Text section:
____________________
After declining sharply during the pre-noon trading session, strong selling activity led the markets to recover all their losses and end the day on a positive note. The BSE-Sensex closed the day with gains of about 28 points. The NSE-Nifty ended lower by a few points. Stocks from the information technology and metal sectors were amongst the top gainers while those from the consumer durables and realty sectors were the key under performers. As for midcaps and smallcaps, they ended the day on a weak note with the BSE Mid Cap and the BSE Small Cap indices both down by 1% each.

As regards global markets, Asian indices ended on a weak note. European indices opened on a weak note. The rupee was trading at Rs 68.12 to the dollar at the time of writing.

Stocks of real estate players ended the day on a weak note with HOUSING DEVELOPMENT & INFRASTRUCTURE LTD. (HDIL), Anantraj Ltd and Godrej Properties Ltd leading the pack of losers. Weakness in stocks seems to be on account of possibility of prices falling considering the overall uncertainty surrounding the economy. As per a survey done by the National Housing Board, prices in as many as 22 major cities have declined in the quarter ended June as compared to the preceding quarter. With this it is expected that the speculators - the ones essentially responsible for the rise in prices- will exit the market which would eventually lead the long drawn real estate bubble bursting. However, what may be a sigh of relief for the developers is the demand from the non resident Indians on the back of the weak Rupee. However, given the large amount unsold apartments blocking inventory, it would not be surprising to see the price decline in the sector.
____________________
Input records:
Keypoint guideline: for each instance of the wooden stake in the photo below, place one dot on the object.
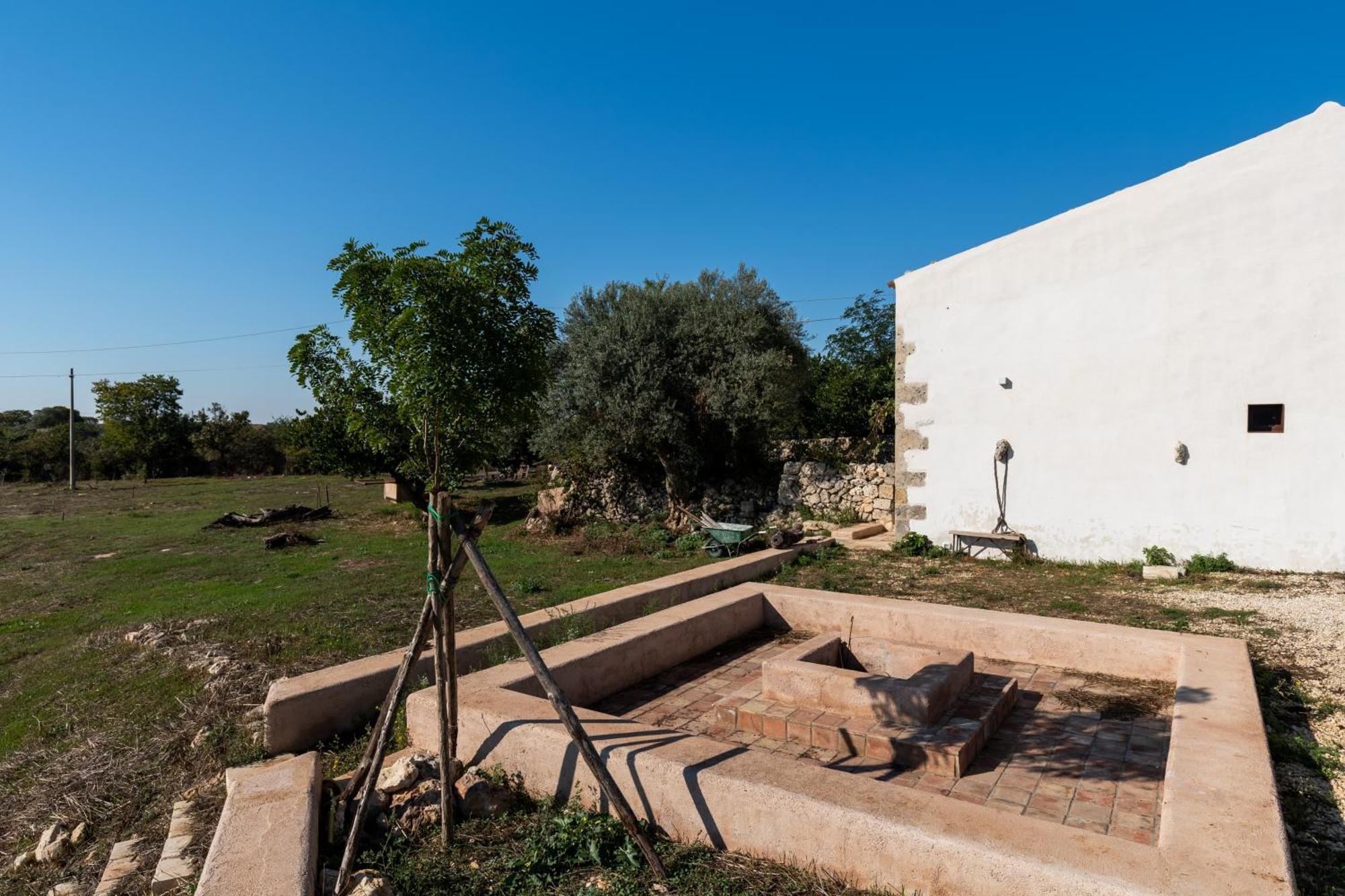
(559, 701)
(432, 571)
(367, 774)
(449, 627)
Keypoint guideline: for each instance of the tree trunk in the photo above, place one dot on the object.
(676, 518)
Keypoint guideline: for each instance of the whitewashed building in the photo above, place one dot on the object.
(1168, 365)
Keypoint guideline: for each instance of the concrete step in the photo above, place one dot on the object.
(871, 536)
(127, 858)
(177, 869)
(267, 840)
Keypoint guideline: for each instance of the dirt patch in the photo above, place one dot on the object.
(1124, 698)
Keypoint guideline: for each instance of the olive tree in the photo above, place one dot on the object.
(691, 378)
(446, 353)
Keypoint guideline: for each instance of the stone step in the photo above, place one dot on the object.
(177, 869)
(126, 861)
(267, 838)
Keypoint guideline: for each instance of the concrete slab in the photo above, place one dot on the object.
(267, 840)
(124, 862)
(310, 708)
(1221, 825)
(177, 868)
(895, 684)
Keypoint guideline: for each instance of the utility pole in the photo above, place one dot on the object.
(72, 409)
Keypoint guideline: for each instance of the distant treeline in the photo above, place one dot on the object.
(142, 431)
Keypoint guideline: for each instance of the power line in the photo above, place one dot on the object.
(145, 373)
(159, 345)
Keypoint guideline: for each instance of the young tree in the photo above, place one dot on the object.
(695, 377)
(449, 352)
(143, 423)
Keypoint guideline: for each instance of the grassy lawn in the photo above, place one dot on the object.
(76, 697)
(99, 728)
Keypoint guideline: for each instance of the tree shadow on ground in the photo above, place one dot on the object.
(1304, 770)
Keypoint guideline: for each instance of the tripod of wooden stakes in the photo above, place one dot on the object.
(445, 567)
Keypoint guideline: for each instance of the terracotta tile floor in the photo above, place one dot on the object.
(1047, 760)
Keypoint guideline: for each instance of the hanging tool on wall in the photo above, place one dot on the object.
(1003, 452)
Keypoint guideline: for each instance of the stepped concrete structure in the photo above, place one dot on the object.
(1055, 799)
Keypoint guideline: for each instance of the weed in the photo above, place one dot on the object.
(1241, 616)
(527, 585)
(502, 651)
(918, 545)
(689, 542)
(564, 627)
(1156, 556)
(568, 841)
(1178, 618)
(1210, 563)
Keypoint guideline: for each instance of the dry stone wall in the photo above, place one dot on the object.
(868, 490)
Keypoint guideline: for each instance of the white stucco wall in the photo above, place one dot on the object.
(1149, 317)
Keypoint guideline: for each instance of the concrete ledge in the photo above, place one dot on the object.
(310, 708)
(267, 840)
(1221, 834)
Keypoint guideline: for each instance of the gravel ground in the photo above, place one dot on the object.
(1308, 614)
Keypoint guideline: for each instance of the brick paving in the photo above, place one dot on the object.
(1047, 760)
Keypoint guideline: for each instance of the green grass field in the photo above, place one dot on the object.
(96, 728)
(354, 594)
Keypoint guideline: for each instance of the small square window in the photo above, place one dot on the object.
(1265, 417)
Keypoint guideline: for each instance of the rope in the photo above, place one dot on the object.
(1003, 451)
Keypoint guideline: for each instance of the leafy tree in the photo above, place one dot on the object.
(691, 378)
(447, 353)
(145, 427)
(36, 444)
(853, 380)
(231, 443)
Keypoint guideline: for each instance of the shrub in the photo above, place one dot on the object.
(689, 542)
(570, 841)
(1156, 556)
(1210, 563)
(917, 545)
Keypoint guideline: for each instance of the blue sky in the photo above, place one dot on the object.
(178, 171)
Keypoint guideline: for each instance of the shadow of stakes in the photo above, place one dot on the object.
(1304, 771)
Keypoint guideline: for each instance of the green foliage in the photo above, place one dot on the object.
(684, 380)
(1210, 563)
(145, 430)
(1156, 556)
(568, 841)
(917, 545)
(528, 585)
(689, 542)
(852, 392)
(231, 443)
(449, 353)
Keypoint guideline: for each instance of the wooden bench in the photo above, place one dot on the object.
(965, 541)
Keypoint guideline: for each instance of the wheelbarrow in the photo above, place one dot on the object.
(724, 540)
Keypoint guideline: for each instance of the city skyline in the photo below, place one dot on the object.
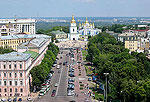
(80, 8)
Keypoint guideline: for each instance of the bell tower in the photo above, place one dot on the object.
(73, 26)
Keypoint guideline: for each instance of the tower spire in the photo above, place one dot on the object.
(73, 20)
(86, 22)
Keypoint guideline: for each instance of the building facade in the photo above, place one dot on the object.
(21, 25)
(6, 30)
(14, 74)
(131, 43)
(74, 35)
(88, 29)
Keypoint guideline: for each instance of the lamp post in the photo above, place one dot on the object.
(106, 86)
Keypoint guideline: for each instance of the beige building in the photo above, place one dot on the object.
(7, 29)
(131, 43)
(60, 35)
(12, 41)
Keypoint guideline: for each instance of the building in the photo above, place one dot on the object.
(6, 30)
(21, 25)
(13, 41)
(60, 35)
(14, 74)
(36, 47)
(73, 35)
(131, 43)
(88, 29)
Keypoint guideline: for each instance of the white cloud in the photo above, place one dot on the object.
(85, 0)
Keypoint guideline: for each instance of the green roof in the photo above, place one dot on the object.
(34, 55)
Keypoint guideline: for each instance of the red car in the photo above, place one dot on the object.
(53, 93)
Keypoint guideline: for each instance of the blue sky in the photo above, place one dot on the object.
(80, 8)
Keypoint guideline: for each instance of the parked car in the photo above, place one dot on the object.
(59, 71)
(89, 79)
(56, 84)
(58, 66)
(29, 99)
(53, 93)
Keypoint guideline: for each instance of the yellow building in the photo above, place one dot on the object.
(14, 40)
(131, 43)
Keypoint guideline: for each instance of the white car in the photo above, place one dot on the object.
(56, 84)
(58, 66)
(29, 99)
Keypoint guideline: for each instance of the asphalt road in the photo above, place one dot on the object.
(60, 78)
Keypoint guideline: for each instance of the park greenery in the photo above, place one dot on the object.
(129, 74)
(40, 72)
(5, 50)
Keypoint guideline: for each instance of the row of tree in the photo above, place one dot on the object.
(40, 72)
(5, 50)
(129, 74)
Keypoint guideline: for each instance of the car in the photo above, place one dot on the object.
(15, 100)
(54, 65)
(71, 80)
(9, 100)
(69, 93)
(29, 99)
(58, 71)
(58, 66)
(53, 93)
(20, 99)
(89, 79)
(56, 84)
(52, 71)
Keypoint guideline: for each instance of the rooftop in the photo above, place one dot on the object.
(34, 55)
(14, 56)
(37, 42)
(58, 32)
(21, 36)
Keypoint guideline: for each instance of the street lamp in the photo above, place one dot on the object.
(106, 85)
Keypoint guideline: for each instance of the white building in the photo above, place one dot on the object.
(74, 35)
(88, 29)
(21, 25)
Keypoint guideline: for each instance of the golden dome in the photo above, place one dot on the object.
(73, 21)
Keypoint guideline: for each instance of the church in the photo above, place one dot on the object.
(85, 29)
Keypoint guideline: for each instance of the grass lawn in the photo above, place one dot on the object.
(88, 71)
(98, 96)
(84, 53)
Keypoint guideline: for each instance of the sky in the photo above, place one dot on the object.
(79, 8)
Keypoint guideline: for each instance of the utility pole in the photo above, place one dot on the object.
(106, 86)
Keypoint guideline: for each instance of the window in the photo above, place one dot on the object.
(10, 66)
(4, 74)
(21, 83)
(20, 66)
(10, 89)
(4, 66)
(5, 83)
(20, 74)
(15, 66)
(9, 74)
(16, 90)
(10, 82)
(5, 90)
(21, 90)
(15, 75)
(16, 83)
____________________
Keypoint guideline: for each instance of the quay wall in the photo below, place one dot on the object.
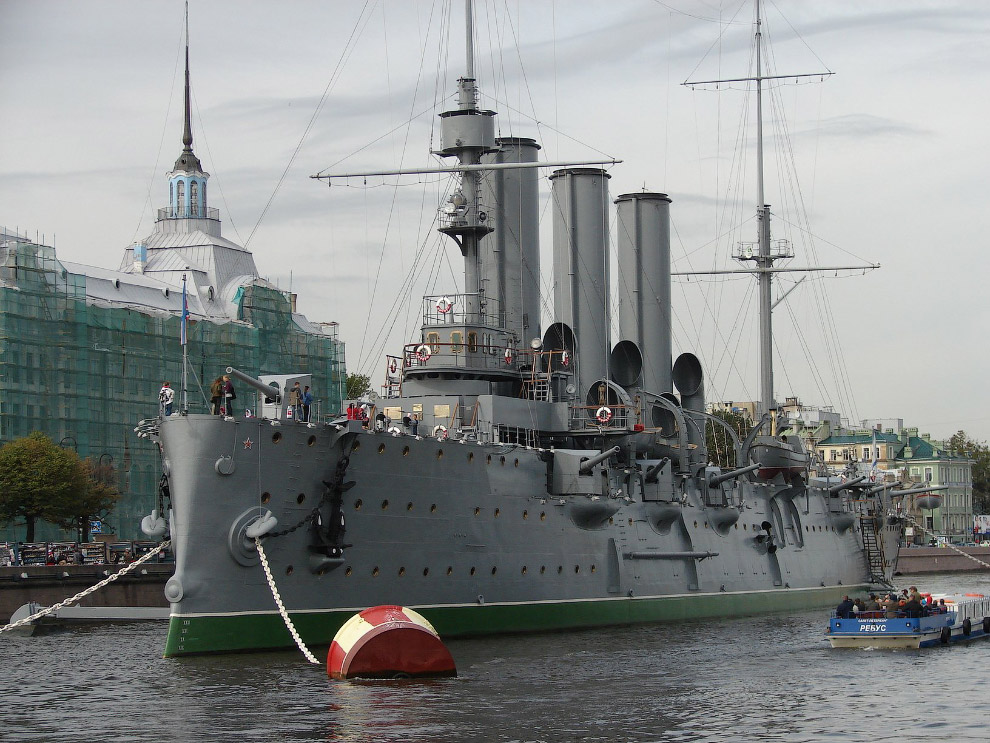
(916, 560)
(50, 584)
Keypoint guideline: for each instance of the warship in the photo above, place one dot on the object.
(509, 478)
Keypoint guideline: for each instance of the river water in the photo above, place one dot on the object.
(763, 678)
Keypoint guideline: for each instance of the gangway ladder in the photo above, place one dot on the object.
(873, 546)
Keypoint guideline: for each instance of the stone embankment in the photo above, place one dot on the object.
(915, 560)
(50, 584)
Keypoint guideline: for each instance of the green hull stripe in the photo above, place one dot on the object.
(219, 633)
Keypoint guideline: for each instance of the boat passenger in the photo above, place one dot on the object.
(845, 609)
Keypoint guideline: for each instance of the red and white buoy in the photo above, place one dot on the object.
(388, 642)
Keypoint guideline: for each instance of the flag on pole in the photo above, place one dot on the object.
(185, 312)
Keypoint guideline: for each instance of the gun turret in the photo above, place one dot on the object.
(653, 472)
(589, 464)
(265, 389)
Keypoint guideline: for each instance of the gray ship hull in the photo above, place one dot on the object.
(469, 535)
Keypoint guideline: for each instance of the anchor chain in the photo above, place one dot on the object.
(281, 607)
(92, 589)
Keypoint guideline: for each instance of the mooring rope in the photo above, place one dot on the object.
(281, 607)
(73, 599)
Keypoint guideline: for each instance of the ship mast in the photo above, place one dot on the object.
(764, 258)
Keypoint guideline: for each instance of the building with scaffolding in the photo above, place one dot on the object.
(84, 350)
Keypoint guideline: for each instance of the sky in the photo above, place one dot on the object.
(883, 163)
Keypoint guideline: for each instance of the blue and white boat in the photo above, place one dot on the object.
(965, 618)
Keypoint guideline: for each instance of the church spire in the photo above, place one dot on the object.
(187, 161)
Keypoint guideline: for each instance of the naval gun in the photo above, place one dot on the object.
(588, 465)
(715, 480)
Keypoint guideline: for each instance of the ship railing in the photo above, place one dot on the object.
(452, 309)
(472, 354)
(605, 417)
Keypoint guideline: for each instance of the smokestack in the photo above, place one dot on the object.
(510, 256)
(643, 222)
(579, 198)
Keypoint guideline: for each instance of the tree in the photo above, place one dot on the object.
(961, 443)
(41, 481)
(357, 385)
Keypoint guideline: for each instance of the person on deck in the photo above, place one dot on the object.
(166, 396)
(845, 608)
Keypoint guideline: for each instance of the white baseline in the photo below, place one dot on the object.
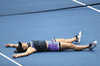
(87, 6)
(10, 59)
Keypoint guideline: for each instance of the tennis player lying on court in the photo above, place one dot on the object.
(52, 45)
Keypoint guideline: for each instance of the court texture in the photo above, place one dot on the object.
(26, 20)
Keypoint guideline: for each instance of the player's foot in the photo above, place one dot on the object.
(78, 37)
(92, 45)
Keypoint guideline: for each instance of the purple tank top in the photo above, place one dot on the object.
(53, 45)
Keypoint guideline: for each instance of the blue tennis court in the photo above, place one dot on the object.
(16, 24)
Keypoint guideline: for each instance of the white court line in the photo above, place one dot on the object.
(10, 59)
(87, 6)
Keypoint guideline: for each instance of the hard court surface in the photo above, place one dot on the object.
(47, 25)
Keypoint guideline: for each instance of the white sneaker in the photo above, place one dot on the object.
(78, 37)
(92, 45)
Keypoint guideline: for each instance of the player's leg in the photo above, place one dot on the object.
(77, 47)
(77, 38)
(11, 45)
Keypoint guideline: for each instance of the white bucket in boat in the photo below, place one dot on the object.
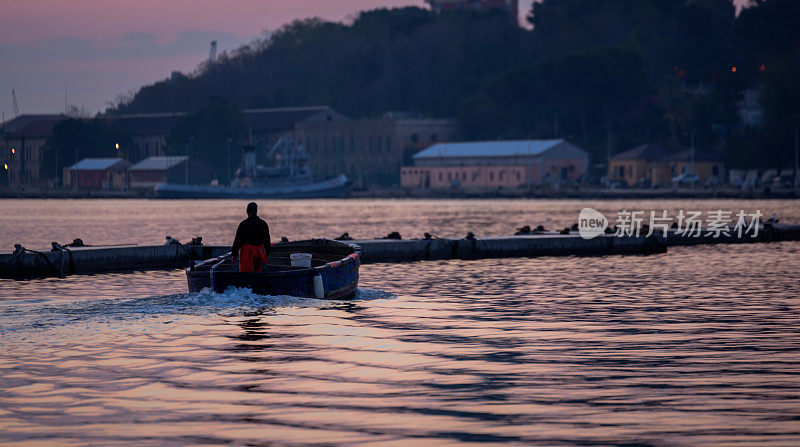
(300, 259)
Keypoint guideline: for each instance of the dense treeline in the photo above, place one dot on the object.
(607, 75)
____________________
Problems and tasks:
A: Translate this sentence from the market report into Spanish: "The BSE-Sensex closed the day with gains of about 28 points."
B: Copy out everything in the listing from the line containing "Keypoint guideline: for each instance of the small" down to the line containing "(1003, 451)", with both of those lines included.
The market report and the listing are unrelated to each other.

Replies:
A: El BSE-Sensex cerró la jornada con ganancias de unos 28 puntos.

B:
Keypoint guideline: for each instance of the small square window in the photo above, place one dot on the object.
(1265, 417)
Keypoint guideline: for each instance of the rope in the photo above, place one dot on the object.
(1003, 451)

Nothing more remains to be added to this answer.